__TASK PROMPT__.
Start your answer with the line containing "Locate every pink" and end it with the last line of the records below, retyping every line between exactly and adding nothing.
[[ DATA TO EXAMINE, beginning ]]
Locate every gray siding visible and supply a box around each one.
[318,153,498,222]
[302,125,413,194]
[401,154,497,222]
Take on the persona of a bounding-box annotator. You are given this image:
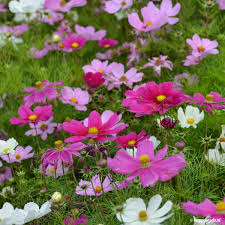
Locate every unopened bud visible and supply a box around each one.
[51,192,62,203]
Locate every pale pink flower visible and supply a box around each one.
[143,55,173,76]
[0,2,8,12]
[183,55,200,66]
[25,117,57,140]
[217,0,225,10]
[104,0,133,14]
[38,11,64,25]
[60,87,90,111]
[0,161,12,185]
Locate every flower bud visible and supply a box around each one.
[116,205,123,212]
[52,34,61,43]
[51,192,62,203]
[175,140,186,150]
[96,159,107,167]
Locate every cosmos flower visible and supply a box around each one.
[38,10,64,25]
[0,2,8,12]
[184,55,200,66]
[63,216,88,225]
[62,35,87,49]
[160,117,177,130]
[205,148,225,166]
[116,195,173,224]
[63,110,129,143]
[10,105,53,126]
[98,38,118,48]
[104,0,133,14]
[0,162,12,185]
[108,139,186,189]
[82,72,105,88]
[60,87,90,111]
[178,106,204,128]
[182,198,225,224]
[76,174,119,196]
[0,138,18,155]
[23,80,63,107]
[217,0,225,9]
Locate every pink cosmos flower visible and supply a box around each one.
[186,34,219,58]
[83,72,105,88]
[183,55,200,66]
[10,105,53,126]
[0,161,12,185]
[62,35,87,49]
[76,174,119,196]
[82,59,110,76]
[0,93,6,108]
[98,38,118,48]
[186,92,225,114]
[108,140,186,189]
[128,4,167,32]
[40,160,69,178]
[75,25,106,41]
[217,0,225,9]
[106,62,144,90]
[41,141,86,168]
[182,198,225,225]
[38,11,64,25]
[64,216,88,225]
[104,0,133,14]
[25,117,57,141]
[1,146,34,163]
[63,110,129,143]
[143,55,173,76]
[122,81,186,117]
[148,0,181,25]
[60,87,90,111]
[96,49,115,60]
[0,24,29,36]
[44,0,87,12]
[0,2,8,12]
[23,80,63,107]
[116,130,150,148]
[[ DATA TO EXAMINE, end ]]
__TASK ANSWER__.
Locate every pink cosmos flower visible and supply a box around each one.
[186,34,219,58]
[83,72,105,88]
[183,55,200,66]
[10,105,53,126]
[0,161,12,185]
[62,35,87,49]
[76,174,119,196]
[82,59,110,76]
[0,93,6,108]
[98,38,118,48]
[186,92,225,114]
[108,140,186,189]
[128,4,167,32]
[40,160,69,178]
[75,25,106,41]
[217,0,225,9]
[106,62,144,90]
[41,141,86,168]
[182,198,225,225]
[38,11,64,25]
[64,216,88,225]
[104,0,133,14]
[25,117,57,141]
[1,146,34,163]
[63,110,129,143]
[143,55,173,76]
[122,81,186,117]
[148,0,181,25]
[60,87,90,111]
[96,49,115,60]
[0,24,29,36]
[44,0,87,12]
[0,2,8,12]
[23,80,63,107]
[116,130,150,148]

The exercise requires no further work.